======== Data shown

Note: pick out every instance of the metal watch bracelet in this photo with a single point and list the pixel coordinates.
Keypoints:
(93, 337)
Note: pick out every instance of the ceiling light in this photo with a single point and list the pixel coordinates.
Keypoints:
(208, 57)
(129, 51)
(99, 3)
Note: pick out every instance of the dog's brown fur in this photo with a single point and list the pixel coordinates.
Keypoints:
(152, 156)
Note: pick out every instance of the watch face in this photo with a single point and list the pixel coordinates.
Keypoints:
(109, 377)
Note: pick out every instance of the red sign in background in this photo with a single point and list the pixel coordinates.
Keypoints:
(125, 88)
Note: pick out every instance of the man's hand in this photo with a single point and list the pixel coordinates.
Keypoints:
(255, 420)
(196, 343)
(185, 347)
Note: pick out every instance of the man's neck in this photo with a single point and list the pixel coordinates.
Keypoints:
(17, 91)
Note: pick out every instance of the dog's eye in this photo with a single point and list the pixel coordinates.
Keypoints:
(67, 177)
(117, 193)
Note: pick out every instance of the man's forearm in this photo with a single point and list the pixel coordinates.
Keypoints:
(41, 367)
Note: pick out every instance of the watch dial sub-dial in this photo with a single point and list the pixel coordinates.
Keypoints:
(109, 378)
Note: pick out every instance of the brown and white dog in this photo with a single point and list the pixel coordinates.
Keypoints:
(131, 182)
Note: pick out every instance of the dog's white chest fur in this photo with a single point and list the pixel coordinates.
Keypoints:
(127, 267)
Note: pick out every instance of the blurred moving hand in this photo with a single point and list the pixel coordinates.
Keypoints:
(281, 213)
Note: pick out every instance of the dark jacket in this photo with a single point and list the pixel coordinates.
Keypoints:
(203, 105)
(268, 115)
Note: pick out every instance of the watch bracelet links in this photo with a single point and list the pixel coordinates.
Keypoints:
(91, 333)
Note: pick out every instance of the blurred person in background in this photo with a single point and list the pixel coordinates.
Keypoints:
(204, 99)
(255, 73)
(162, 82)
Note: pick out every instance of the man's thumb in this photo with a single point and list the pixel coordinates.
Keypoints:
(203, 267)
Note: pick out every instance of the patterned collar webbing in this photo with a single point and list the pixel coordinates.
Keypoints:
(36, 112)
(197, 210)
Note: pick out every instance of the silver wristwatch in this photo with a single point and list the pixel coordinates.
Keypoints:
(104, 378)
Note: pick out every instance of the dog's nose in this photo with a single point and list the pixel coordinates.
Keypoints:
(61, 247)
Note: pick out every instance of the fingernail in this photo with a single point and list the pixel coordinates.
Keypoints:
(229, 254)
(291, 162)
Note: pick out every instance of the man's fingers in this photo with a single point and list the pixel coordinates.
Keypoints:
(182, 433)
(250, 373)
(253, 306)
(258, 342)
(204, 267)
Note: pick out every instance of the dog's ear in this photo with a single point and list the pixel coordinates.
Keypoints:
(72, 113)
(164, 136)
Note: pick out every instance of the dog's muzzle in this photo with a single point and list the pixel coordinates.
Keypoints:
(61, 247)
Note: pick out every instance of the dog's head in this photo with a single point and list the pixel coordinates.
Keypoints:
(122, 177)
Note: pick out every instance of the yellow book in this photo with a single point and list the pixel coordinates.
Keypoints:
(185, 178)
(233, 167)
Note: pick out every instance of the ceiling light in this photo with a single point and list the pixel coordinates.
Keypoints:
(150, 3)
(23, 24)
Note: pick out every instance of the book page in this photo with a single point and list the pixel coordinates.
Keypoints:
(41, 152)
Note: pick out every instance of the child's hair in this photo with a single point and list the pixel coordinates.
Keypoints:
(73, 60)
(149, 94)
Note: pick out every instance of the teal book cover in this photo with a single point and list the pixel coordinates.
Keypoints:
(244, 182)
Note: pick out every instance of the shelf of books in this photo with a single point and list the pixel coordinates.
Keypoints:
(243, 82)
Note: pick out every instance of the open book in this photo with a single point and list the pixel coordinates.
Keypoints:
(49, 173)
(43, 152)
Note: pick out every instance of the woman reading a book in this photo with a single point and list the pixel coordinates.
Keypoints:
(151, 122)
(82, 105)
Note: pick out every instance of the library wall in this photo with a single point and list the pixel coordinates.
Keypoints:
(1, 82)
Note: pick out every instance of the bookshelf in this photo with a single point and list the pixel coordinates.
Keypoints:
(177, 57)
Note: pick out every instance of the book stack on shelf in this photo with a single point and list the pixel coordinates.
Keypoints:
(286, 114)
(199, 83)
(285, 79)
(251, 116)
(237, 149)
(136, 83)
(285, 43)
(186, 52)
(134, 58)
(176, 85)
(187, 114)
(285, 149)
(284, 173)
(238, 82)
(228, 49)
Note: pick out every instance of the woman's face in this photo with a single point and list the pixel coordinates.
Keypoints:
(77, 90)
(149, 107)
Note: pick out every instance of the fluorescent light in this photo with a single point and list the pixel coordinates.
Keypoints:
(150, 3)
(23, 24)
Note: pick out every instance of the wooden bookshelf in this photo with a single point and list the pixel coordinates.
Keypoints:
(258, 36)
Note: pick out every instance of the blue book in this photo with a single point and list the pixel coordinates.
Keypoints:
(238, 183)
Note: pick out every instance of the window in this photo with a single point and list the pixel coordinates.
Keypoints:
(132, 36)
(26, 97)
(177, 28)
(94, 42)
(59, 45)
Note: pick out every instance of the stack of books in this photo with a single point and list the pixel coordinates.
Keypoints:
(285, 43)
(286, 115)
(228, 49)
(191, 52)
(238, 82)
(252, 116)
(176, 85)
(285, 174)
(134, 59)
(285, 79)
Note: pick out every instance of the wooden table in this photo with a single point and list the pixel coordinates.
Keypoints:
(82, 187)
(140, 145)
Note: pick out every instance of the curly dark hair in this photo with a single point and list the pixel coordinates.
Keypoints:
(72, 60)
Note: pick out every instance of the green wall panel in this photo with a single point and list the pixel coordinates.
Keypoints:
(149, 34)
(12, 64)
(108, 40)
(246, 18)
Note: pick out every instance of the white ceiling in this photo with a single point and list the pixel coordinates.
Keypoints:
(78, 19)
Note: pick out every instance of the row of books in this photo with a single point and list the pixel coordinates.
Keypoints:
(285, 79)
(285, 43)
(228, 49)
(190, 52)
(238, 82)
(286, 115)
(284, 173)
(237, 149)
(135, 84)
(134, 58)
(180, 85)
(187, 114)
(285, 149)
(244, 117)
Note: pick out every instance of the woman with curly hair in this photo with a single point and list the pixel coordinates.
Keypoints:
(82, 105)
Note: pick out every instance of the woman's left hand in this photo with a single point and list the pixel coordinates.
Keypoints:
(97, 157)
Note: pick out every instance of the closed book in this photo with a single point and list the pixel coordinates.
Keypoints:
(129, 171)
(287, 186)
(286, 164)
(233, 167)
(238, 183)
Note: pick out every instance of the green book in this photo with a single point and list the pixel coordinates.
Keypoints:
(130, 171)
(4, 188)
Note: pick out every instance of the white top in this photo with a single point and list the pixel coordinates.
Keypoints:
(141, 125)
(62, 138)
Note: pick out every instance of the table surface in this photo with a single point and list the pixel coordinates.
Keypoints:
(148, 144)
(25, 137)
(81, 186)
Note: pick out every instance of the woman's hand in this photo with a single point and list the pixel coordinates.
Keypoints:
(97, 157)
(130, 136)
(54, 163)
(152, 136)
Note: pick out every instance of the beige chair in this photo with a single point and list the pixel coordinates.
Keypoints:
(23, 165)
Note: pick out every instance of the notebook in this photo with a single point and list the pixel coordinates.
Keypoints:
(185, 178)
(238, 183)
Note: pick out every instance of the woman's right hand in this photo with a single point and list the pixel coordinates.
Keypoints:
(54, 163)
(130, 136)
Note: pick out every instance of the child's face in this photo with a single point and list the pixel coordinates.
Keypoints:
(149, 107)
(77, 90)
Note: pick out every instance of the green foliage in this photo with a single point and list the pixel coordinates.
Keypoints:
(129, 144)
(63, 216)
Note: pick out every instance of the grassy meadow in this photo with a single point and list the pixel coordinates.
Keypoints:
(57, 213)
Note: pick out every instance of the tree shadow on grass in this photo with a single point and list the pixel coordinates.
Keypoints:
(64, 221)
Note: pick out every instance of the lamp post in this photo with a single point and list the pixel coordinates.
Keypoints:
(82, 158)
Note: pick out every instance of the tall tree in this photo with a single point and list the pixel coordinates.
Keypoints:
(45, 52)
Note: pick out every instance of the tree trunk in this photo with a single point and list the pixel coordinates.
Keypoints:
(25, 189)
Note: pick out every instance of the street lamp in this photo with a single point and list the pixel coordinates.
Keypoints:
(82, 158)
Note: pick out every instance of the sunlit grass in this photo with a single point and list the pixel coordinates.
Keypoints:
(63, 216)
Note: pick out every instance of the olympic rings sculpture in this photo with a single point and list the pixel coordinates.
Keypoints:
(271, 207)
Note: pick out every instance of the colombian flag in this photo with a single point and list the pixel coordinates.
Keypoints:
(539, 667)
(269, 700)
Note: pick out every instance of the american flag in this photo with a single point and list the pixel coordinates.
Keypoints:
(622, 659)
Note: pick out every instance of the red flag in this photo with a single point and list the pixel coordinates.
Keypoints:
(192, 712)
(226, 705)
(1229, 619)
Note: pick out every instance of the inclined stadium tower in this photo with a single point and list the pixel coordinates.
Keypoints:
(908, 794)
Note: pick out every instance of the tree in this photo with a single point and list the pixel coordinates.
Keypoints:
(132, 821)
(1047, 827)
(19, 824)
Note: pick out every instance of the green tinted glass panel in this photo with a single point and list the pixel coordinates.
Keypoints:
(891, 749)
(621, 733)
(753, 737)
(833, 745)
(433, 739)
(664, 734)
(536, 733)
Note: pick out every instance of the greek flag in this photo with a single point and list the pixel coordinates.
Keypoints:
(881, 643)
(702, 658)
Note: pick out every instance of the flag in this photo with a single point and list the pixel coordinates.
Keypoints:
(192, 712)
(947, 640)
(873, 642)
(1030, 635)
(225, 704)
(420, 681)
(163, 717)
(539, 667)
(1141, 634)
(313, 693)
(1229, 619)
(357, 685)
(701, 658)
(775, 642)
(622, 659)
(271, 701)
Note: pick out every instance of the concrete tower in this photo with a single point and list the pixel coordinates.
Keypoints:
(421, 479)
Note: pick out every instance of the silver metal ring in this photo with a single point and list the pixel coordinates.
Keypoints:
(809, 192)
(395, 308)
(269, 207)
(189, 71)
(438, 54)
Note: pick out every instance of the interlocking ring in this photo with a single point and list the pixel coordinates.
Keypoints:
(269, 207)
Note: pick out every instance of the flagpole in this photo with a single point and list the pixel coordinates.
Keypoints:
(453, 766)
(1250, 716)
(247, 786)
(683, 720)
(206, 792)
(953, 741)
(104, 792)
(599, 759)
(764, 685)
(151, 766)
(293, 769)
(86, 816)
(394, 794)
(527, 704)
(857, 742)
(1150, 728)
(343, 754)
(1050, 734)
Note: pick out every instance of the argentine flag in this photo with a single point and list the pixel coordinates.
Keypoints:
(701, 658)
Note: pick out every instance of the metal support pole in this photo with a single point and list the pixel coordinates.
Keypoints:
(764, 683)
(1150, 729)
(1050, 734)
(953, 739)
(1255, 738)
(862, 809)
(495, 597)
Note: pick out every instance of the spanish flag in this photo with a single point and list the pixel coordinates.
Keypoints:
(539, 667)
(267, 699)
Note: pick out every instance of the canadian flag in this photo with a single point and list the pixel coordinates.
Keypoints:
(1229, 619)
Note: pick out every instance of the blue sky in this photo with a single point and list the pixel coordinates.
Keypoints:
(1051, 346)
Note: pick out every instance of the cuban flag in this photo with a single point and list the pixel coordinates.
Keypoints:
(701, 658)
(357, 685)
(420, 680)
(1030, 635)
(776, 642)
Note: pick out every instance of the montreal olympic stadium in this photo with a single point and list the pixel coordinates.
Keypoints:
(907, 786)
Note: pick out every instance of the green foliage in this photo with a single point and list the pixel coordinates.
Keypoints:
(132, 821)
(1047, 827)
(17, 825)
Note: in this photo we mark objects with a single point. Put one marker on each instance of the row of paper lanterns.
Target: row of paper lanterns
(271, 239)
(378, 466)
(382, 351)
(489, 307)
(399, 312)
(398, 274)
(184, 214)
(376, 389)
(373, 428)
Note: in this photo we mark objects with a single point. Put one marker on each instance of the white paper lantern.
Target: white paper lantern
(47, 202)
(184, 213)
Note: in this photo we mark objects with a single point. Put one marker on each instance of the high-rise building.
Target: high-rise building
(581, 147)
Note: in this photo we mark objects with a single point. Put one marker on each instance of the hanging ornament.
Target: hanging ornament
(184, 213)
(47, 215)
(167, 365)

================

Go through the material above line by line and work out how many lines contain the word "background"; give only that number.

> **Problem solution**
2